Data shown section start

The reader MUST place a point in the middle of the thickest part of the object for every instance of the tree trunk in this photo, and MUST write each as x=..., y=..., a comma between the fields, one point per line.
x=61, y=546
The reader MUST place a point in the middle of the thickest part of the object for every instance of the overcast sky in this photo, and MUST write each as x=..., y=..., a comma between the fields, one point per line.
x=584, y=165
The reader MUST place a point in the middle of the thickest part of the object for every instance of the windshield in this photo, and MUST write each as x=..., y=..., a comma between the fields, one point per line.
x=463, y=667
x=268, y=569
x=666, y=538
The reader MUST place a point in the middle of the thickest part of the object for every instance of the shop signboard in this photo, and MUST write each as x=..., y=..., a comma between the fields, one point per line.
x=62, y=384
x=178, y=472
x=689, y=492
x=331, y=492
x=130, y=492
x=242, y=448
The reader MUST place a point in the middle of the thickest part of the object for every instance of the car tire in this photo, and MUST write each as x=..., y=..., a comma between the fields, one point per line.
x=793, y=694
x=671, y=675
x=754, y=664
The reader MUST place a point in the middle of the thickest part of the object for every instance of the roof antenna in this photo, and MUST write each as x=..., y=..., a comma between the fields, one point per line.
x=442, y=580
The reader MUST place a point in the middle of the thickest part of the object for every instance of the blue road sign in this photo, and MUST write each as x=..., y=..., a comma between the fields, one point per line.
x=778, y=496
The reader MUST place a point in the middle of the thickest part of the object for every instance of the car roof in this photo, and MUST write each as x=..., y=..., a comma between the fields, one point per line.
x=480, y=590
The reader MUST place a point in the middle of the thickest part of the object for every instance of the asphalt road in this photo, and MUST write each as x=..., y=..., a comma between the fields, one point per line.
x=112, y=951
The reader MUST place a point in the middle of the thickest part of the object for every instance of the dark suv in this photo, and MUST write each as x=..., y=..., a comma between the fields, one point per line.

Data shown section end

| Exercise details |
Copy every line above once more, precisely as it reads.

| Response to this exercise |
The reader MUST place a point in the middle of the thickest part of the object for every instance of the tree trunk in this photo, and MUST write each as x=..., y=..., a comma between the fields, one point per line.
x=61, y=546
The reader MUST place a point in the middle of the thickest part of the object for every instance of the overcast sky in this photo, and MUST write each as x=..., y=..., a comma between the fields, one point per line.
x=584, y=165
The reader MUST place a point in the middle of the thickest part of the object for every instance of the windshield in this photo, and MUST write each as x=..., y=..., a comma between the fields, one point per line.
x=463, y=667
x=268, y=569
x=666, y=538
The reader MUST place a point in the middle of the thickest part of the object for every instance of the shop signboard in this photo, and MUST write each as x=..., y=..., a comma between the fields, one point per line.
x=62, y=384
x=178, y=472
x=689, y=492
x=331, y=492
x=130, y=492
x=242, y=448
The reader MUST place a point in the middle of the thickest part of the object for every instance of the car tire in this photo, and MUST write each as x=..., y=..., a comma between the fields, one point per line.
x=793, y=694
x=671, y=675
x=754, y=664
The reader MUST place a point in the middle of the thickest part of the object for every instance of the roof antenna in this photo, and MUST write each as x=..., y=..., a comma between the fields, one point per line.
x=442, y=580
The reader MUST place a point in the middle of the thickest part of the object for every instance of the blue road sign in this photo, and MUST write each as x=..., y=..., a comma between the fields, one point per line.
x=778, y=496
The reader MUST place a point in the middle of the thickest part of the object for every instance of the car roof in this photo, and MUST write each as x=..., y=..., a comma between the fields, one point per line.
x=480, y=590
The reader MUST place a point in the middle of the thickest part of the object for every instance of the asphalt road in this photo, and MUST write each as x=..., y=..., a comma between the fields, one point per line.
x=112, y=951
The reader MUST place a point in the middle of the thickest part of the object for every instance of the dark suv in this photo, and MUST write each as x=..., y=..., a comma between the fields, one point per line.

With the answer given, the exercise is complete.